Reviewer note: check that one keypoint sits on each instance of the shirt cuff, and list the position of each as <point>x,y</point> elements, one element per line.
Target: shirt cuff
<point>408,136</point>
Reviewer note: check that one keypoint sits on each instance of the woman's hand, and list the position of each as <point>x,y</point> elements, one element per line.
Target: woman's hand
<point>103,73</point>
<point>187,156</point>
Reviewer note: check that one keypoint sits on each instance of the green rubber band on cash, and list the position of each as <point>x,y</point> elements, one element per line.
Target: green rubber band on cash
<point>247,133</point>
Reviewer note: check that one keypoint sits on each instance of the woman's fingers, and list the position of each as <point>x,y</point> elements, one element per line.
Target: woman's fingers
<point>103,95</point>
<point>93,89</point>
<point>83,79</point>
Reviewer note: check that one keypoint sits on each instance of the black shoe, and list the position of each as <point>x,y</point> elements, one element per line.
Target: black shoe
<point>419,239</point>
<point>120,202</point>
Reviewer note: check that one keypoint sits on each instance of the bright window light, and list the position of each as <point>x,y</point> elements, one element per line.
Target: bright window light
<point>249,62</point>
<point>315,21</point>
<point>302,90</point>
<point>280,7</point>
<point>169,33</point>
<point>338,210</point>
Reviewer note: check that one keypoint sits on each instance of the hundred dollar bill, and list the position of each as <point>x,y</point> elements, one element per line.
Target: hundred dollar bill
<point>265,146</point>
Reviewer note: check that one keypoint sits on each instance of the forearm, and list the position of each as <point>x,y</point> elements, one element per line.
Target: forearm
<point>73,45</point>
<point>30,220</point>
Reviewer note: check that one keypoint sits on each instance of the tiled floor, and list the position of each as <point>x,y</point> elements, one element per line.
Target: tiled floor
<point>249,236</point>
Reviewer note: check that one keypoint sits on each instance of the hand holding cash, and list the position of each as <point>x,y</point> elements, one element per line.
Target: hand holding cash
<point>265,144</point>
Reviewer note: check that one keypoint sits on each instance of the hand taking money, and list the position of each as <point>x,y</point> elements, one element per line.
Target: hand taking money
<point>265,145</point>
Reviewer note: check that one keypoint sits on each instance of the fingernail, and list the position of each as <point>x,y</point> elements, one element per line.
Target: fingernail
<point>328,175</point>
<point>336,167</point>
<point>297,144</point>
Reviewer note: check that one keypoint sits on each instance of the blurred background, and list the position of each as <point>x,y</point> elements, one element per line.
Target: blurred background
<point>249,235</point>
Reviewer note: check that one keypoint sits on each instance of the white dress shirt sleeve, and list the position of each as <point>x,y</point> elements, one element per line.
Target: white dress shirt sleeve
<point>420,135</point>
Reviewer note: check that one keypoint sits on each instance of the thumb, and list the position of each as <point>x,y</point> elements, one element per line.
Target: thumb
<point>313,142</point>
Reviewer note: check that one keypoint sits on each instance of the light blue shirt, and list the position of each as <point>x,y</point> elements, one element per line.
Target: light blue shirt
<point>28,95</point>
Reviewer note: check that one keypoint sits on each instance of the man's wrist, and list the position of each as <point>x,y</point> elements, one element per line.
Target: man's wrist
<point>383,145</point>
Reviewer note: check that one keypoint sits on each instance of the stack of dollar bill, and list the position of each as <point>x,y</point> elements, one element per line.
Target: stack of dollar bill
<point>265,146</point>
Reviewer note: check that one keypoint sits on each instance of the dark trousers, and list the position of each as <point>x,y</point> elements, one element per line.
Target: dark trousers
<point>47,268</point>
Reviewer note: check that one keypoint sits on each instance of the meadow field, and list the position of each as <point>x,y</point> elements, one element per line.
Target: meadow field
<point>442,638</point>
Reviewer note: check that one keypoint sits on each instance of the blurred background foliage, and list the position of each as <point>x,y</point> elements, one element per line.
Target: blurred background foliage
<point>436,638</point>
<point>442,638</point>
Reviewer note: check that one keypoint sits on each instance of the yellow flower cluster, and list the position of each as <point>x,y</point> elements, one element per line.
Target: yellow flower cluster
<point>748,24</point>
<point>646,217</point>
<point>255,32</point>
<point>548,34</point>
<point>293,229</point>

════

Transcribe every row above word for word, line by line, without changing anything.

* [Task answer]
Reviewer note: check that one keypoint sits on each instance of the shirt cuff, and list the position of each as <point>x,y</point> elements, one element per line.
Target: shirt cuff
<point>408,136</point>
Reviewer note: check that one keypoint sits on each instance of the woman's hand, and list the position of each as <point>x,y</point> elements, one element per line.
Target: woman's hand
<point>103,73</point>
<point>187,156</point>
Reviewer note: check that one keypoint sits on each instance of the green rubber band on cash, and list the position of each as <point>x,y</point> elements, one element per line.
Target: green rubber band on cash
<point>247,133</point>
Reviewer note: check that one keypoint sits on each instance of the woman's fingers, and list the position of each as <point>x,y</point> elements, one element per line.
Target: woman's fingers
<point>103,95</point>
<point>93,89</point>
<point>83,79</point>
Reviewer note: check that one keypoint sits on each instance of the black shoe, and list the position of each as <point>x,y</point> elements, one element per line.
Target: black shoe
<point>419,239</point>
<point>120,202</point>
Reviewer note: check that one keypoint sits on each instance of the bright window light, and list the position of each as <point>x,y</point> elements, one element per line.
Target: bright window light
<point>249,62</point>
<point>315,21</point>
<point>302,90</point>
<point>280,7</point>
<point>169,33</point>
<point>338,210</point>
Reviewer note: check that one keypoint sits on each instance of the hundred dollar bill, and list the position of each as <point>x,y</point> elements, one element per line.
Target: hundred dollar bill
<point>265,146</point>
Reviewer note: check that one keypoint sits on each instance of the forearm, and list the position of each as <point>x,y</point> elements, one element per line.
Target: forearm
<point>73,45</point>
<point>30,220</point>
Reviewer note: check that one keypoint sits on each instance of the tiled floor, and list the position of each as <point>x,y</point> elements, one element per line.
Target: tiled floor
<point>249,236</point>
Reviewer note: check that one keypoint sits on each instance of the hand holding cash, and list the position of each as <point>x,y</point> elements, one element per line.
Target: hand holding cash
<point>265,144</point>
Reviewer note: check that one keypoint sits on each instance of the hand taking money, and list the position of each as <point>x,y</point> elements, one element per line.
Target: hand taking money
<point>265,145</point>
Reviewer note: check that one keypoint sits on each instance of the fingernail, and list the position of each as <point>x,y</point> elements, one element per line.
Target: fingernail
<point>328,175</point>
<point>336,167</point>
<point>297,144</point>
Reviewer note: check that one keypoint sits on each instance of the blurred background, and list the position of each as <point>x,y</point> elements, one element per line.
Target: blurred background
<point>249,235</point>
Reviewer note: check that one keypoint sits on each instance of the white dress shirt sleeve, and list the position of each as <point>x,y</point> elements, one element per line.
Target: white dress shirt sleeve
<point>420,135</point>
Reviewer note: check that one keypoint sits on each instance of the thumb, and list the position of each as <point>x,y</point> elements, one element per line.
Target: thumb
<point>313,142</point>
Reviewer note: check that one keypoint sits on each instance of the light blue shirt, and list the position of each as <point>x,y</point> elements, one element per line.
Target: light blue shirt
<point>28,95</point>
Reviewer note: check that one keypoint sits on each instance of the man's wrist, and list the position of each as <point>x,y</point> elements, one element per line.
Target: man's wrist
<point>383,145</point>
Reviewer note: check that one keypoint sits on each instance of the stack of dollar bill, and list the position of each as <point>x,y</point> elements, one element per line.
Target: stack of dollar bill
<point>265,146</point>
Reviewer note: check that one keypoint sits on each instance of the dark trousers, and list the position of each as <point>x,y</point> elements, one element per line.
Target: dark trousers
<point>47,268</point>
Reviewer note: check that one keypoint sits on each instance of the meadow field, and list the position of each as <point>x,y</point> elements, one element per line.
Target: meadow field
<point>442,638</point>
Reviewer note: check that one keypoint sits on each instance of the blurred background foliage, and list the position of each as <point>x,y</point> elements, one element per line.
Target: blurred background foliage
<point>436,638</point>
<point>442,638</point>
Reviewer note: check that one keypoint sits on each instance of the yellow flower cluster, and list the position of each as <point>x,y</point> elements, one element per line.
Target: yellow flower cluster
<point>748,24</point>
<point>646,217</point>
<point>255,32</point>
<point>548,34</point>
<point>293,229</point>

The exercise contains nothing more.